The bug flows are part of a larger plan approved in late 2016 to manage operations at Glen Canyon Dam, which holds back Lake Powell and has established a prized rainbow trout fishery in the tailwater extending downstream to Lees Ferry, launch point for the Grand Canyon. Researchers are recommending three consecutive years of bug flows and remain hopeful that rarer insects such as stoneflies and mayflies will become more frequent around Lees Ferry.  

The agency has already recorded a sharp increase in the number of caddisflies through the Grand Canyon. With the aid of citizen scientists using black light traps, researchers saw the number of caddisflies caught increase from 91 per hour in 2017 to 358 per hour last year, outpacing the number of midges for the first time since the agency began tracking them in 2012. 

Meanwhile, the number of adult midges throughout the Grand Canyon rose by 34 percent on weekends versus weekdays during last year’s experiment. Intensive sampling one weekend in August showed an 865 percent increase in midges between Glen Canyon Dam and Lees Ferry, the agency said. 

The bug flows don’t change the amount of water the U.S. Bureau of Reclamation must deliver downstream through Lake Mead to Arizona, Nevada, California and Mexico. The lower levels on the weekend are offset by higher peak flows for hydropower during the week. And the broader plan includes periodic high flows designed to push sand built up in Colorado River tributaries through the Grand Canyon as well as other experiments that could help native fish like the endangered humpback chub, along with non-native trout. 

The Lees Ferry fishery has been defined by its up-and-down character since rainbow trout were introduced after the completion of Glen Canyon Dam in the mid-1960s. With 83 reservoirs in its upper basin and 10 reservoirs in the lower basin, the Colorado River Basin is considered the most heavily regulated river system in the world. And the colossal dam in the heart of it all — Glen Canyon — has been something of a water management experiment since its origin.

**TASKS AND EXERCISES:**
**a)** In the Glen Canyon Dam text, how many caddisflies per hour were caught in 2017, and how many last year?
**b)** Reproduce the Glen Canyon Dam text word for word, beginning at the words "The bug flows don’t" and stopping after "along with non-native trout.".

**SOURCE INFORMATION:**

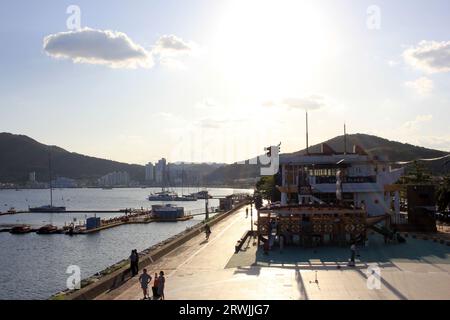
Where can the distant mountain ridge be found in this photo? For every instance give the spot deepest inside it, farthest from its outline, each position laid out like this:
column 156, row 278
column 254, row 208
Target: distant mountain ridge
column 373, row 145
column 20, row 155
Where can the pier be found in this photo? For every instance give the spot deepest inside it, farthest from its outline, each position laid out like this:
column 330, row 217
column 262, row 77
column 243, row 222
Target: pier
column 203, row 270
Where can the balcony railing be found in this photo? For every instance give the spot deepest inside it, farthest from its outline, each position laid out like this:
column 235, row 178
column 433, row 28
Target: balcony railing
column 332, row 179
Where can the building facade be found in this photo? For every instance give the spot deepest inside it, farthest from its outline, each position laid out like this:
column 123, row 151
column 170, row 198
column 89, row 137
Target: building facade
column 355, row 179
column 115, row 179
column 149, row 172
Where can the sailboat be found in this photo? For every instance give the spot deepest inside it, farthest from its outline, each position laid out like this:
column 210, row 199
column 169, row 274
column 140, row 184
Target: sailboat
column 49, row 208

**LIST OF SOLUTIONS:**
**a)** 91 per hour in 2017 and 358 per hour last year.

**b)**
The bug flows don’t change the amount of water the U.S. Bureau of Reclamation must deliver downstream through Lake Mead to Arizona, Nevada, California and Mexico. The lower levels on the weekend are offset by higher peak flows for hydropower during the week. And the broader plan includes periodic high flows designed to push sand built up in Colorado River tributaries through the Grand Canyon as well as other experiments that could help native fish like the endangered humpback chub, along with non-native trout.